- DATA PROVIDED:
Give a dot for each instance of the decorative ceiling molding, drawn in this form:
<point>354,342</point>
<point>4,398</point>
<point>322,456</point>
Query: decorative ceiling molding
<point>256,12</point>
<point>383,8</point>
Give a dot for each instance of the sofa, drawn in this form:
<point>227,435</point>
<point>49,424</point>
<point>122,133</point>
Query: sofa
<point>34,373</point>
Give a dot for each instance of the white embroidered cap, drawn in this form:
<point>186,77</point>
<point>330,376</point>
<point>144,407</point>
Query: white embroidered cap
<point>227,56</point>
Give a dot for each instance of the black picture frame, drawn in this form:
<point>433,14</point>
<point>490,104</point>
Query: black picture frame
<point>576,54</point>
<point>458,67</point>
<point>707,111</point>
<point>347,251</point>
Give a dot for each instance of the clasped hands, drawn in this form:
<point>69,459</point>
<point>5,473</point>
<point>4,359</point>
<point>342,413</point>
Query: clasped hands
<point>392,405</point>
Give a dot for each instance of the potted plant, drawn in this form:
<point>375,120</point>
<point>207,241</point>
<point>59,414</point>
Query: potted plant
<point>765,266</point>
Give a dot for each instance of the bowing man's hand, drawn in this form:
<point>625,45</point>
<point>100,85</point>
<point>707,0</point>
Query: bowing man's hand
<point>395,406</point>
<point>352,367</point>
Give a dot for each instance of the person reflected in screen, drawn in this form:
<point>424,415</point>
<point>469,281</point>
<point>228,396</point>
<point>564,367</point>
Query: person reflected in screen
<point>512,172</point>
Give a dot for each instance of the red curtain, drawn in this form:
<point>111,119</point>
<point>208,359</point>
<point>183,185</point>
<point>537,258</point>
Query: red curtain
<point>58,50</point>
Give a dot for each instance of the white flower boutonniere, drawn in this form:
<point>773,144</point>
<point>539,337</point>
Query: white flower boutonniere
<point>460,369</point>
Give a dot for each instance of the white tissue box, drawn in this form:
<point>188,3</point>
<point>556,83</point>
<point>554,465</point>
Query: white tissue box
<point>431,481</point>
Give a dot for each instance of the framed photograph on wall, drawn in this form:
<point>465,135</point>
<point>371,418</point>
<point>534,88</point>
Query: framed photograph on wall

- TO BE DONE:
Copy every one of the records above, character for character, leaving nothing out and changing nothing.

- SOLUTION FOR THIS EXERCISE:
Give a dot for each instance of the decorative ceiling molding, drawn in this form:
<point>354,342</point>
<point>4,398</point>
<point>322,456</point>
Query: decorative ceiling molding
<point>256,12</point>
<point>383,8</point>
Give a dot for each instance of the sofa, drawn in this form:
<point>227,435</point>
<point>49,424</point>
<point>122,133</point>
Query: sofa
<point>34,373</point>
Give a dot for each instance of the white embroidered cap, drawn in this form:
<point>186,77</point>
<point>330,376</point>
<point>144,407</point>
Query: white embroidered cap
<point>227,56</point>
Give a dot for each instance of the black picture frame, drawn in this form:
<point>433,14</point>
<point>490,104</point>
Query: black picture frame
<point>576,54</point>
<point>458,67</point>
<point>707,111</point>
<point>347,251</point>
Give a dot for each instance of the clasped hands, drawn in this form:
<point>69,459</point>
<point>5,473</point>
<point>4,359</point>
<point>342,413</point>
Query: clasped hands
<point>392,405</point>
Give a dot for each instance of the potted plant, drawn in this form:
<point>375,120</point>
<point>207,241</point>
<point>59,414</point>
Query: potted plant
<point>765,266</point>
Give a dot for each instance of the bowing man's hand, drawn in this form:
<point>625,45</point>
<point>100,85</point>
<point>707,0</point>
Query: bowing man's hand
<point>395,406</point>
<point>352,367</point>
Give a dot for each instance of the person reflected in screen, drawn in this form:
<point>424,415</point>
<point>469,281</point>
<point>228,396</point>
<point>564,367</point>
Query: person reflected in screen
<point>512,172</point>
Give a dot for each instance of the red curtain, drawn in this form:
<point>111,119</point>
<point>208,359</point>
<point>183,185</point>
<point>537,258</point>
Query: red curtain
<point>58,50</point>
Give a dot for each instance of the white flower boutonniere, drawn in this form:
<point>773,144</point>
<point>539,337</point>
Query: white flower boutonniere
<point>460,369</point>
Give a dot for each instance of the white tissue box, drawn in this form:
<point>188,3</point>
<point>556,83</point>
<point>554,465</point>
Query: white tissue box
<point>431,481</point>
Give a dot for each instance of the framed photograph on wall, drawn in this form:
<point>465,135</point>
<point>371,418</point>
<point>534,88</point>
Query: framed photograph on wall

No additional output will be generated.